** Selected extract **
★ ★ ★ ★ ★

One witness testified during his deposition that he had personally complained to a manager at the Home Depot store where plaintiff's accident occurred about the difficulty of using the table top carts. See L. Cedeno Tr. at 25 ("Q: What specifically did you complain to Home Depot about with respect to the table top cart - A: That when you pick up the materials, that it's very difficult[] to move straight, that those carts are always like twisted.").
Shortly after his accident, plaintiff filed this personal injury action in New York State Supreme Court, Queens County, alleging negligence as the sole cause of action. See Verified Complaint, Le Aff. Ex. A. After filing an answer on September 8, 2011 denying all substantive allegations, defendant removed the action to this Court on December 28, 2011 alleging diversity of citizenship and more than $75,000 in controversy. (ECF No. 1.) The parties conducted discovery. Defendant now moves for summary judgment; plaintiff opposes the motion and defendant has replied.

★ ★ ★ ★ ★

** Record excerpts **
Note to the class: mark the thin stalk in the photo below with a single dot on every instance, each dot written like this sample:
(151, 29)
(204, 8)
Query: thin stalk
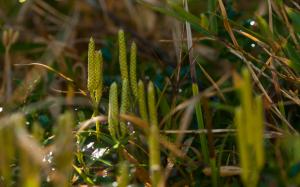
(195, 89)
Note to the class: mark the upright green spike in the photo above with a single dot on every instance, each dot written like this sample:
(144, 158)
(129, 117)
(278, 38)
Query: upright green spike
(133, 80)
(113, 111)
(154, 156)
(152, 104)
(142, 101)
(124, 105)
(91, 83)
(99, 72)
(122, 55)
(123, 178)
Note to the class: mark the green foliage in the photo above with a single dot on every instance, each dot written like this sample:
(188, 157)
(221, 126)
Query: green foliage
(250, 130)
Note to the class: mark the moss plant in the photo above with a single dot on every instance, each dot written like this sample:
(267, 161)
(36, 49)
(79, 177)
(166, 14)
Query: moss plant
(113, 111)
(124, 105)
(133, 79)
(154, 148)
(122, 56)
(142, 101)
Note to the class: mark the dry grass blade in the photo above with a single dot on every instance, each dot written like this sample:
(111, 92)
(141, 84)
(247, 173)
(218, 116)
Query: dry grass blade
(227, 25)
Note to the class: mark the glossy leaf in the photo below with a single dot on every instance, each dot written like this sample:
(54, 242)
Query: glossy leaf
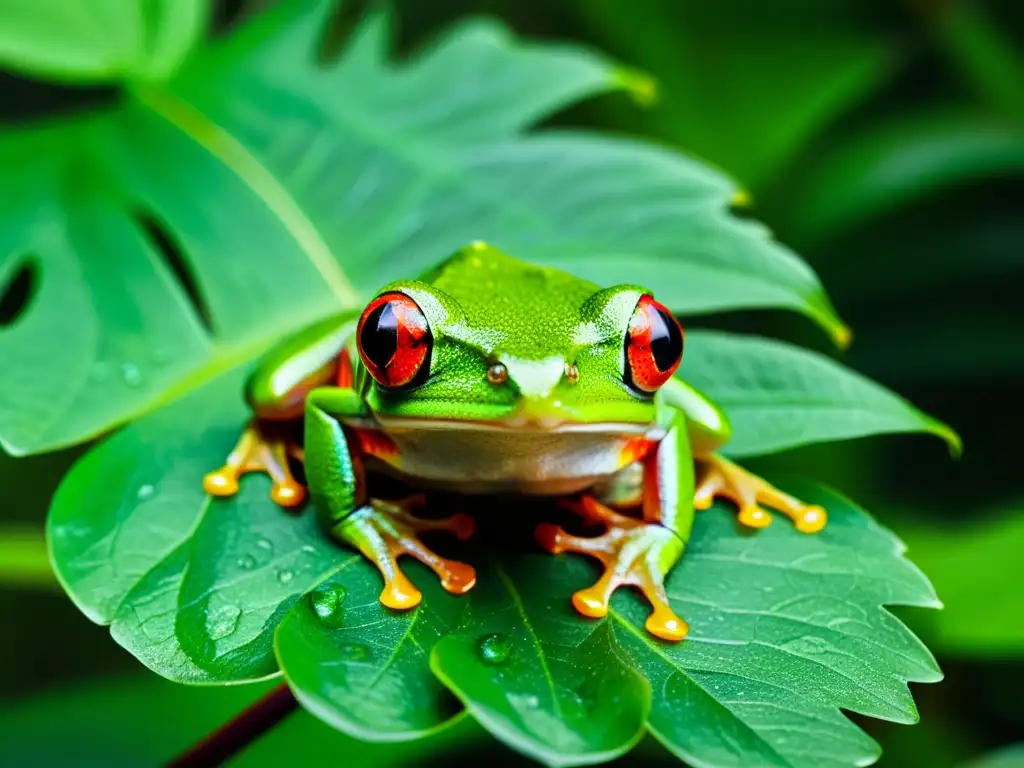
(99, 41)
(197, 589)
(111, 724)
(551, 685)
(779, 396)
(256, 175)
(977, 572)
(900, 161)
(785, 630)
(744, 85)
(24, 561)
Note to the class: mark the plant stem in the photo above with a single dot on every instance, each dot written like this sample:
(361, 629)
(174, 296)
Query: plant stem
(24, 559)
(238, 733)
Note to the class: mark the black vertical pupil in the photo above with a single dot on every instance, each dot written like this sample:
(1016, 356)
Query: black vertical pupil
(666, 340)
(380, 335)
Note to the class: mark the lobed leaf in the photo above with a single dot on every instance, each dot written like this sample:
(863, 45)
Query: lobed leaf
(260, 188)
(785, 629)
(779, 396)
(99, 41)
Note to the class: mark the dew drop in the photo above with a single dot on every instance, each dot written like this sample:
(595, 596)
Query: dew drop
(222, 622)
(494, 649)
(100, 372)
(131, 374)
(354, 651)
(327, 603)
(160, 356)
(809, 644)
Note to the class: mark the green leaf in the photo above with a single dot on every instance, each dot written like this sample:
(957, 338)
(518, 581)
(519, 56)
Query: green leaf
(195, 587)
(1011, 756)
(973, 570)
(99, 41)
(363, 669)
(24, 561)
(111, 724)
(555, 689)
(785, 630)
(272, 176)
(745, 85)
(779, 396)
(902, 160)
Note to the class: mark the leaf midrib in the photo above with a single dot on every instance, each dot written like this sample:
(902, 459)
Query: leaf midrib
(229, 152)
(645, 640)
(535, 640)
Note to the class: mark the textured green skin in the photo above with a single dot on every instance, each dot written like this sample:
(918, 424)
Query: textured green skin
(483, 306)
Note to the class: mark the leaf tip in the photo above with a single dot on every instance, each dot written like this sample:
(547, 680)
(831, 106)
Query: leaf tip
(842, 336)
(740, 199)
(641, 86)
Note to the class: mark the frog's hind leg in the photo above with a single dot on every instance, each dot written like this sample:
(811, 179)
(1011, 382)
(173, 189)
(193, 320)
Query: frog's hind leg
(385, 530)
(258, 452)
(720, 477)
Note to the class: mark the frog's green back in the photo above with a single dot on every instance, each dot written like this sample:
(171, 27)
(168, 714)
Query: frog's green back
(538, 308)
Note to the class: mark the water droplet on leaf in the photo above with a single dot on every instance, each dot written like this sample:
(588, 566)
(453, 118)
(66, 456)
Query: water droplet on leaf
(354, 651)
(327, 601)
(222, 622)
(131, 374)
(494, 649)
(100, 372)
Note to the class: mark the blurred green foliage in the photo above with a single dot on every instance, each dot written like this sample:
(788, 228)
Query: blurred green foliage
(884, 141)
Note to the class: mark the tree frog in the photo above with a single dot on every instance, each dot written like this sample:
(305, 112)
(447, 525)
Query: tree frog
(492, 375)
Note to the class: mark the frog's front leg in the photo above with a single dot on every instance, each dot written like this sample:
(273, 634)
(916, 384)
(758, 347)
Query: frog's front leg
(717, 476)
(380, 529)
(638, 552)
(258, 451)
(275, 393)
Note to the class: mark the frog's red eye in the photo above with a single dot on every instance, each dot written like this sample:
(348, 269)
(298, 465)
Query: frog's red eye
(394, 341)
(653, 346)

★ ★ ★ ★ ★

** The task **
Update the court excerpt from "Shortly after his" to "defendant has replied." by changing "Queens County" to "Kings County". The records aren't used here.

** Output **
Shortly after his accident, plaintiff filed this personal injury action in New York State Supreme Court, Kings County, alleging negligence as the sole cause of action. See Verified Complaint, Le Aff. Ex. A. After filing an answer on September 8, 2011 denying all substantive allegations, defendant removed the action to this Court on December 28, 2011 alleging diversity of citizenship and more than $75,000 in controversy. (ECF No. 1.) The parties conducted discovery. Defendant now moves for summary judgment; plaintiff opposes the motion and defendant has replied.